## PASSAGE PROVIDED
———

This blog post, created on Saturday morning, too more than three hours to prepare.

The Streak

Today’s blog post marks a totally insane, irrational, illogical, preposterous, absurd, completely ridiculous, unfathomable, silly, incomprehensible, what’s wrong with this guy?, makes-no-sense, 283 days in a row with a new educational blog post. There should be no end in sight until my big South America trip next fall. Or not… As always-–and folks have been doing a really great job recently–-please remember to use our B&H links for your major gear purchases. For best results use one of our many product-specific links; after clicking on one of those you can continue shopping with all subsequent purchases invisibly tracked to BAA. Your doing so is always greatly appreciated. Please remember: web orders only. And please remember also that if you are shopping for items that we carry in the new BAA Online Store (as noted in red at the close of this post below) we would appreciate your business.


Image #1: Out of focus juvenile Short-billed Dowitcher


Many would ask, How could the dowitcher image above, with AF Surround, be so out of focus when you are using the best gear, including the vaunted 1DX Mark II?

———

## RECORD EXCERPTS
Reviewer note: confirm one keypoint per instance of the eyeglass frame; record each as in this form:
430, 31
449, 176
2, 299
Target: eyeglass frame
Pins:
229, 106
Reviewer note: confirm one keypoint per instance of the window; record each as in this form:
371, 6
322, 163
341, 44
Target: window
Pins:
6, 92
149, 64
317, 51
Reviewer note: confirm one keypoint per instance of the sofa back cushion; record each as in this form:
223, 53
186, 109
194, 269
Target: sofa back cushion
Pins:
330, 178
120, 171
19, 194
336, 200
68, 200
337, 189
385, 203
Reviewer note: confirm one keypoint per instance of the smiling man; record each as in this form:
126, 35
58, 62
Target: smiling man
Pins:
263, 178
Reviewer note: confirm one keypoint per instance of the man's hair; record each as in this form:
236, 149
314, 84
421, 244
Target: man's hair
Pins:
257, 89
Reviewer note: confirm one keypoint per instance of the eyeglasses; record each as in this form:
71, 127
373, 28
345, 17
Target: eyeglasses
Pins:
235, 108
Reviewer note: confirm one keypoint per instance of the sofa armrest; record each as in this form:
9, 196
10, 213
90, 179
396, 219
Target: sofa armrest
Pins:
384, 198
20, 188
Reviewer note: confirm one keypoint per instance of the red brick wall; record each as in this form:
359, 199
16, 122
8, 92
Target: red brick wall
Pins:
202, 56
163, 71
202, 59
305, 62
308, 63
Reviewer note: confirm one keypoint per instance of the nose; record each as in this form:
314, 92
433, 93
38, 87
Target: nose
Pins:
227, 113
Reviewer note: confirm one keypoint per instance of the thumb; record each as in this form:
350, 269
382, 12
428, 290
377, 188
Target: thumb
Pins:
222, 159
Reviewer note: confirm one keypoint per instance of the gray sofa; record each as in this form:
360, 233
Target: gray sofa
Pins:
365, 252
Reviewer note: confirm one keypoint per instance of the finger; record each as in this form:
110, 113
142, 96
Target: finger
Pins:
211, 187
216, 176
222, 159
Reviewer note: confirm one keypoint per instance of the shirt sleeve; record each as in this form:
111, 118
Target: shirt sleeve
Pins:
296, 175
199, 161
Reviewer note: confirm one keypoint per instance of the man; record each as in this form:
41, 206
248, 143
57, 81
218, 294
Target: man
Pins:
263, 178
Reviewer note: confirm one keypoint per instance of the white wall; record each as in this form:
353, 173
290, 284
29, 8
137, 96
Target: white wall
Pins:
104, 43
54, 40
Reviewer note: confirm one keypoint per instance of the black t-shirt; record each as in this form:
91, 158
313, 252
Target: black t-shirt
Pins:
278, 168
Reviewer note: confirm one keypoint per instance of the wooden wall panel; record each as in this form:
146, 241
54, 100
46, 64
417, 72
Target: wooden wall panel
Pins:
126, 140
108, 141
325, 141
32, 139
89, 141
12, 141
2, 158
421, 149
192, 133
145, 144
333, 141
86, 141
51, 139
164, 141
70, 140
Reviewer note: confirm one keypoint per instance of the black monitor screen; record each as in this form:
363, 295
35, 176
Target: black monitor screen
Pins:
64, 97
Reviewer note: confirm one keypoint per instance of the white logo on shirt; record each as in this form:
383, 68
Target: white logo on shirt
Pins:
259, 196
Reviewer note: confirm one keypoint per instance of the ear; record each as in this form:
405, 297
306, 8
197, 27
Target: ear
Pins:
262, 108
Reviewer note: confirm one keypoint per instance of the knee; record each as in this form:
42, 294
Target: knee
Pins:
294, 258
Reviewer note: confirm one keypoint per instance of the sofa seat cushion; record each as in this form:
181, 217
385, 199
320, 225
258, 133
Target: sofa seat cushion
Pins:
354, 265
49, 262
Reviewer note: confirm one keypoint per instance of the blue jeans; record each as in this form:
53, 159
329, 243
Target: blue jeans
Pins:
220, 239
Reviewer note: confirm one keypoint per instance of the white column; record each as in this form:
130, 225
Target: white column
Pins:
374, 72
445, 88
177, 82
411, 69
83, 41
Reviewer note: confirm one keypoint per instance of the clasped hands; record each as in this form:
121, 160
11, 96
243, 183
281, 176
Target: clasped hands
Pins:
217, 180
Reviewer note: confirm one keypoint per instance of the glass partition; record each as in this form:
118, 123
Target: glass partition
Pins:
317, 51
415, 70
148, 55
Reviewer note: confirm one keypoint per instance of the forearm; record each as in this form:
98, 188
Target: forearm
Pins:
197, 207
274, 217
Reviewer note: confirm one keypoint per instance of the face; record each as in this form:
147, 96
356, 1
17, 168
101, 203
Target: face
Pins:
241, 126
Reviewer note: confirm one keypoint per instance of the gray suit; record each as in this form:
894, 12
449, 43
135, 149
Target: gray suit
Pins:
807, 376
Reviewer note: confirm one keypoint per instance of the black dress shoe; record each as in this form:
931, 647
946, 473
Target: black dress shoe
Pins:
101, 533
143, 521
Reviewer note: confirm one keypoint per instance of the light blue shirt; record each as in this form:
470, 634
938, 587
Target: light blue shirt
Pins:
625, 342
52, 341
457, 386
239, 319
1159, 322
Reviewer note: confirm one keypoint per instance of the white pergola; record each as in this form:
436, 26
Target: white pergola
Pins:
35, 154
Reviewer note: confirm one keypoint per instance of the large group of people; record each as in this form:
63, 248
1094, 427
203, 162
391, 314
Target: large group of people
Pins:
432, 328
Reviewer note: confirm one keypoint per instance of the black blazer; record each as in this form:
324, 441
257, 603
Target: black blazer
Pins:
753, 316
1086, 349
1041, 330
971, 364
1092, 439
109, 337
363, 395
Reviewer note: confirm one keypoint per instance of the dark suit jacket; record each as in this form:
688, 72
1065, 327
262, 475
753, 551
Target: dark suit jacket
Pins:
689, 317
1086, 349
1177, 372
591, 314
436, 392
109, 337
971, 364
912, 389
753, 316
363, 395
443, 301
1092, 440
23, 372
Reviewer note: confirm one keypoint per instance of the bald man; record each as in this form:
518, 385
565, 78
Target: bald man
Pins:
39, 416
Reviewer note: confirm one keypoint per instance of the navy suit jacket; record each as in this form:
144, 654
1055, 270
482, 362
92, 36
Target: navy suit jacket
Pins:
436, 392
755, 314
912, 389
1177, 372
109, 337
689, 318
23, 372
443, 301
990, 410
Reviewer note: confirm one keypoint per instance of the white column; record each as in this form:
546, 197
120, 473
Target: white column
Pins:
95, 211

———

## INSTRUCTIONS TO FOLLOW
Transcribe the entire blog post about the daily posting streak and the out-of-focus dowitcher, word for word. You won't need the data here.

## OUTPUT
This blog post, created on Saturday morning, too more than three hours to prepare.

The Streak

Today’s blog post marks a totally insane, irrational, illogical, preposterous, absurd, completely ridiculous, unfathomable, silly, incomprehensible, what’s wrong with this guy?, makes-no-sense, 283 days in a row with a new educational blog post. There should be no end in sight until my big South America trip next fall. Or not… As always-–and folks have been doing a really great job recently–-please remember to use our B&H links for your major gear purchases. For best results use one of our many product-specific links; after clicking on one of those you can continue shopping with all subsequent purchases invisibly tracked to BAA. Your doing so is always greatly appreciated. Please remember: web orders only. And please remember also that if you are shopping for items that we carry in the new BAA Online Store (as noted in red at the close of this post below) we would appreciate your business.


Image #1: Out of focus juvenile Short-billed Dowitcher


Many would ask, How could the dowitcher image above, with AF Surround, be so out of focus when you are using the best gear, including the vaunted 1DX Mark II?